## Trecho
+---+
Talvez essa opinião me faça ser ingênuo, mas como funcionário de duas empresas comandadas por mulheres brilhantes, não acho que sou. Nos mais altos níveis da nossa indústria, há um desejo sincero de corrigir esse desequilíbrio. E sim, me sinto terrível por ser visto como sintoma de uma injustiça social. Sou uma pessoa. Ninguém quer ser parte do problema.”

Foi mais ou menos na mesma linha do que ele disse há algumas semanas ao jornal “Los Angeles Times” quando questionado sobre se existe uma atitude de dois pesos e duas medidas em Hollywood:

“Obviamente [o cenário] é muito desequilibrado, e espero que mude com o tempo. Mas fico chateado quando sou usado como exemplo do privilégio masculino e branco. Conheço muitas das cineastas mulheres que estão sendo mencionadas nestes artigos [sobre a desigualdade de gênero no cinema]. Essas mulheres estão recebendo ofertas para fazer esse tipo de filme, mas estão escolhendo não fazê-los.
+---+
Registros extraídos de uma coleção:
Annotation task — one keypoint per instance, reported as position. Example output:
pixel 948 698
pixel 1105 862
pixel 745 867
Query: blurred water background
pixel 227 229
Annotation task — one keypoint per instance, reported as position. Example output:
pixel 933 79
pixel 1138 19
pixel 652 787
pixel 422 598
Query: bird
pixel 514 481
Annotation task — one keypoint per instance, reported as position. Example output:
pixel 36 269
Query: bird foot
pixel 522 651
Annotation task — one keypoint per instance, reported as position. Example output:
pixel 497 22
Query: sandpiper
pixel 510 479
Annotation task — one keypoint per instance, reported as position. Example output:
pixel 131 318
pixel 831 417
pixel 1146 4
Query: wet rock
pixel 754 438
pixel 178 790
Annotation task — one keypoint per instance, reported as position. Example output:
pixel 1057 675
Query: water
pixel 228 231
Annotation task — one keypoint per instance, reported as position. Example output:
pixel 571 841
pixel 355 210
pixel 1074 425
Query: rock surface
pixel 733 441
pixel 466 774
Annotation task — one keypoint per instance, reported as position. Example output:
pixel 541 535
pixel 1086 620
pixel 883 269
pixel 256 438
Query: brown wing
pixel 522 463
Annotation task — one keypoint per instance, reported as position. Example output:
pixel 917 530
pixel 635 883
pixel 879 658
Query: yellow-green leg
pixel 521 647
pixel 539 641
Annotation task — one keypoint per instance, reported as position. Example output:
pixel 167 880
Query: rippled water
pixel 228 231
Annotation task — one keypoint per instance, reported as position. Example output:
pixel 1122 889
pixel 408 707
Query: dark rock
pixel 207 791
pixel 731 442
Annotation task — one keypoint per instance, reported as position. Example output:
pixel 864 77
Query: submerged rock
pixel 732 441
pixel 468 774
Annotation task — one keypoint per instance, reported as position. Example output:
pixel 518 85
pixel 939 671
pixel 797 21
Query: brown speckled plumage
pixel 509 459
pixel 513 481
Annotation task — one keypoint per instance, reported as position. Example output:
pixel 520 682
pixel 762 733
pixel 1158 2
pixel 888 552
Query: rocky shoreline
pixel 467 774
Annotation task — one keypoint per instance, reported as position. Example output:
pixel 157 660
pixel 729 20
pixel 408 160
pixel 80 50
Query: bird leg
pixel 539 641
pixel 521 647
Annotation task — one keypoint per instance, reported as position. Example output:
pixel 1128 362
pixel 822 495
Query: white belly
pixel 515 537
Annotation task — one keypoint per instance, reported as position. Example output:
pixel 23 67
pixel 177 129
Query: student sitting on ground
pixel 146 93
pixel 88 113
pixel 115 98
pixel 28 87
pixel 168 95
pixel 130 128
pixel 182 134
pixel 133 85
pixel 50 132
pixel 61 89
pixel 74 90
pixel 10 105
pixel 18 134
+---+
## O que fazer
Prossiga com o trecho sobre a desigualdade de gênero no cinema a partir da última frase apresentada.

## Resultado do exercício
Acho que sugerir que elas não estão tendo oportunidades faz com que elas pareçam vítimas, e não artistas que sabem claramente que tipo de histórias querem contar e que filmes querem fazer. Para mim, esta é a realidade.”

Ava DuVernay, diretora de
Ava DuVernay, diretora de “Selma”

Das duas declarações de Trevorrow tira-se uma boa oportunidade de debate. E há alguns pontos a serem considerados.

Comecemos atestando o óbvio: poucos blockbusters são dirigidos por mulheres. No ano passado, elas representaram menos de 2% dos diretores dos 100 filmes de maior bilheteria nos Estados Unidos. Não há dúvida de que os festivais dão mais espaço para as cineastas do que Hollywood – e o cenário se repete em outros países: recentemente, a diretora suíça Bettina Oberli disse acreditar que alguns filmes ainda são “território masculino”, principalmente os que custam caro. “Quanto mais dinheiro, menos mulheres.”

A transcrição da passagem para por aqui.